> **TASK INSTRUCTIONS**
Rewrite the glacier virus article starting with "Glacier viruses in" and going on through "contrary to expectations.", putting "melt ponds" in place of "meltwater pools".

> **DOCUMENT SEGMENT**
____
Glacier viruses in the Arctic and the Alps very similar | Polarjournal
The viruses found in the small meltwater pools on glaciers, so-called cryoconit holes, in Greenland, in Spitsbergen and in the Alps, have remarkably similar genomes. Photo: Christopher Bellas

An international team of scientists studied life in small meltwater pools on glaciers in Greenland, Spitsbergen and the Alps. In their study, published earlier this month in the journal Nature Communications, the researchers question the assumptions about virus evolution: They showed that the genomes of viruses between these isolated regions are surprisingly stable in the environment, contrary to expectations.

The results of the study, which was led by Christopher Bellas from the Institute for Ecology at the University of Innsbruck, are indeed remarkable. Until now, scientists assumed that viruses continuously mutate in order to stay one step ahead of their hosts’ defense mechanisms. As a result, Bellas and his team expected the viruses studied from the distant cryoconite holes – the meltwater pools – in the Arctic and the Alps would show large differences in the genome. Instead, they discovered an astonishing similarity between the bacteriophages studied, i.e. viruses that infect bacteria. “90 to 95 percent of their approximately 50,000 base pairs of long DNA were identical”, Bellas told the APAnews agency.
____
> **Rows excerpted from a collection**
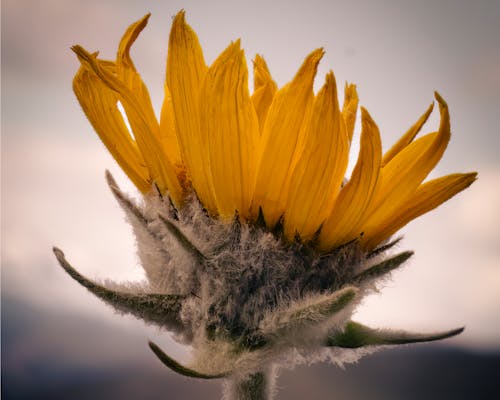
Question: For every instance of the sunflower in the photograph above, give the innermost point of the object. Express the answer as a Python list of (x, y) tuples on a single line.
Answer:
[(254, 243)]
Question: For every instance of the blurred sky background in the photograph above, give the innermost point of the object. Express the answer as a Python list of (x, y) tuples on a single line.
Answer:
[(54, 193)]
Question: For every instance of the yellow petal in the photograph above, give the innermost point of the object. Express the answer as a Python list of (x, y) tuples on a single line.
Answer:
[(100, 106), (145, 132), (264, 89), (345, 221), (168, 136), (350, 108), (282, 140), (186, 70), (408, 137), (427, 197), (316, 180), (404, 173), (230, 124)]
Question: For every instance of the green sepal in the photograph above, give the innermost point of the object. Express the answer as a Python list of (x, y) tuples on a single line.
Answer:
[(357, 335), (161, 309), (131, 208), (384, 248), (384, 267), (310, 314), (179, 368), (183, 240)]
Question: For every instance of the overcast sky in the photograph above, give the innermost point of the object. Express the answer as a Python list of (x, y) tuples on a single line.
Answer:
[(397, 52)]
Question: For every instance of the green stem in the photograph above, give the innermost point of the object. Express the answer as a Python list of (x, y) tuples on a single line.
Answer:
[(257, 386)]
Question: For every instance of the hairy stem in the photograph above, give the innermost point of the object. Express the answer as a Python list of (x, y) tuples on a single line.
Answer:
[(257, 386)]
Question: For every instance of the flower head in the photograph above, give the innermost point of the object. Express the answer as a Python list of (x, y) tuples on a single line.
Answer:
[(251, 236)]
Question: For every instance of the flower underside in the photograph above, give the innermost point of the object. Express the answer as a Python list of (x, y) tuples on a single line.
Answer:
[(253, 240), (279, 152)]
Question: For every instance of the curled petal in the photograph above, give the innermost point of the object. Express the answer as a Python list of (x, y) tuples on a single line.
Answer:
[(427, 197), (145, 130), (100, 105), (350, 108), (283, 140), (264, 89), (231, 130), (186, 70), (321, 167), (408, 137), (345, 221)]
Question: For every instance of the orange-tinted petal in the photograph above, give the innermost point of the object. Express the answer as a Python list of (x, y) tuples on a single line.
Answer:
[(186, 70), (230, 124), (264, 89), (408, 137), (404, 173), (161, 170), (319, 172), (427, 197), (100, 106), (350, 108), (346, 219)]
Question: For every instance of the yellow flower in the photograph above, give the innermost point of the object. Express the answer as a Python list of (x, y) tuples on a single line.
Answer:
[(277, 153)]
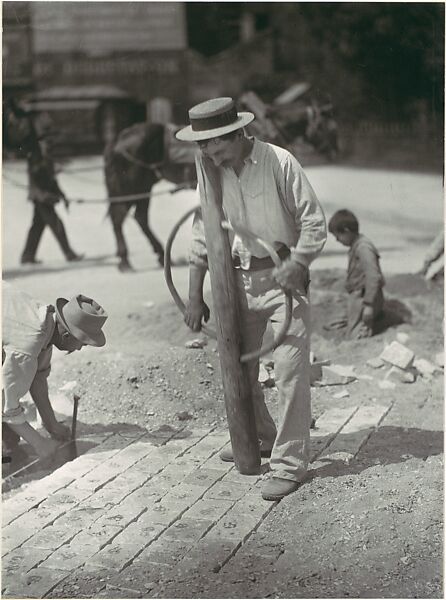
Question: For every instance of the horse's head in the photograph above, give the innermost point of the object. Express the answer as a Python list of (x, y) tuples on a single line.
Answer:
[(322, 130), (19, 132)]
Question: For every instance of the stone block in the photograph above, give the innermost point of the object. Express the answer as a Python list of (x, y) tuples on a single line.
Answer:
[(122, 514), (185, 494), (142, 575), (375, 363), (162, 514), (20, 561), (203, 477), (425, 367), (139, 534), (208, 509), (50, 538), (330, 376), (115, 555), (402, 337), (35, 584), (85, 582), (187, 529), (401, 375), (398, 355), (226, 491), (165, 551), (68, 558), (96, 536)]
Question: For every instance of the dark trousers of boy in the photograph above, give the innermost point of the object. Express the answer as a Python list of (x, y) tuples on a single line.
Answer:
[(45, 215), (364, 286)]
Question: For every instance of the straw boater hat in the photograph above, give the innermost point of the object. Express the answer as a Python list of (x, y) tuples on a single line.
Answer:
[(83, 318), (213, 118)]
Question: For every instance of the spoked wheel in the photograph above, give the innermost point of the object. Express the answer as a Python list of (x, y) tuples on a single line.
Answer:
[(242, 232)]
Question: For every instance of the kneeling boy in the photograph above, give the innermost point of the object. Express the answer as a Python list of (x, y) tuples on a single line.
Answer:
[(364, 276)]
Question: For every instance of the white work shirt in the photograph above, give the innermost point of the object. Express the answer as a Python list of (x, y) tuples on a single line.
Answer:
[(28, 328), (274, 200)]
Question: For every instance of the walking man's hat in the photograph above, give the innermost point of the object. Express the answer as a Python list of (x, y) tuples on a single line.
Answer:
[(83, 318), (213, 118)]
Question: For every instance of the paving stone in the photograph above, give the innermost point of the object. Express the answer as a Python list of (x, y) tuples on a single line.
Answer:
[(162, 514), (35, 584), (69, 497), (85, 582), (226, 491), (78, 518), (234, 526), (184, 495), (118, 592), (96, 536), (203, 477), (141, 575), (49, 538), (186, 529), (210, 554), (68, 558), (163, 551), (145, 495), (115, 555), (19, 505), (45, 515), (96, 478), (140, 534), (122, 514), (14, 534), (397, 354), (103, 498), (208, 509), (235, 477), (215, 463), (253, 506), (80, 466), (20, 561)]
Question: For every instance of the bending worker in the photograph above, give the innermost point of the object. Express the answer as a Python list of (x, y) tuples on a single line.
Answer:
[(30, 330), (265, 190)]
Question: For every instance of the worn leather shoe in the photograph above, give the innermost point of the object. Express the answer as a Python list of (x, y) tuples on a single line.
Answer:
[(276, 488), (75, 257), (227, 456)]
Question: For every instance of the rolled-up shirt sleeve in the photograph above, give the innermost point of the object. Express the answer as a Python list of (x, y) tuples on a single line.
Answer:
[(373, 279), (309, 216), (198, 252), (19, 371)]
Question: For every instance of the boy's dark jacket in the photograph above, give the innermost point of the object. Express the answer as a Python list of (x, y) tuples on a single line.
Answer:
[(364, 272)]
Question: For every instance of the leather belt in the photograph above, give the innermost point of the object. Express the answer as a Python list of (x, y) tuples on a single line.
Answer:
[(257, 264)]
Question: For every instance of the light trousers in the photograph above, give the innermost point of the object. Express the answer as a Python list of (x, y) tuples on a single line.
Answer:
[(262, 300)]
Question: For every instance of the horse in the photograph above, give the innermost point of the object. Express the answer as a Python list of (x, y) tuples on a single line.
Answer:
[(141, 155), (27, 135), (314, 122)]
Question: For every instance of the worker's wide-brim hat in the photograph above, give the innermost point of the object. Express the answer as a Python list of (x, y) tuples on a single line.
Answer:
[(213, 118), (83, 318)]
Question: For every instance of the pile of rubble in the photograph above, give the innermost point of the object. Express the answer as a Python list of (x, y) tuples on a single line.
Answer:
[(403, 366)]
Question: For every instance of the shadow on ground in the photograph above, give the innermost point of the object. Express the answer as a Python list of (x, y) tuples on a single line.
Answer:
[(387, 445)]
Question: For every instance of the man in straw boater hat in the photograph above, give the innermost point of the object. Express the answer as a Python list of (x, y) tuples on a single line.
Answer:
[(265, 190), (30, 329)]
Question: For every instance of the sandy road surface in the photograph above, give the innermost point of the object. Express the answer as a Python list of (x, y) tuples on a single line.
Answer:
[(371, 527)]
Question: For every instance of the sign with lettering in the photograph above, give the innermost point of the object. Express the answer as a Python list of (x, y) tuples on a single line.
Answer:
[(105, 28)]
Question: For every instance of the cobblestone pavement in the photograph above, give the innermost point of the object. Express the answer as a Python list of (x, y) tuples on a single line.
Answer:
[(134, 510)]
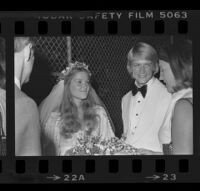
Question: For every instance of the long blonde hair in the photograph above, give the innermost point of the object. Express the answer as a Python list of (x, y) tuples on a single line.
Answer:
____
> **TASK RESULT**
Glacier viruses in the Arctic and the Alps very similar | Polarjournal
The viruses found in the small melt ponds on glaciers, so-called cryoconit holes, in Greenland, in Spitsbergen and in the Alps, have remarkably similar genomes. Photo: Christopher Bellas

An international team of scientists studied life in small melt ponds on glaciers in Greenland, Spitsbergen and the Alps. In their study, published earlier this month in the journal Nature Communications, the researchers question the assumptions about virus evolution: They showed that the genomes of viruses between these isolated regions are surprisingly stable in the environment, contrary to expectations.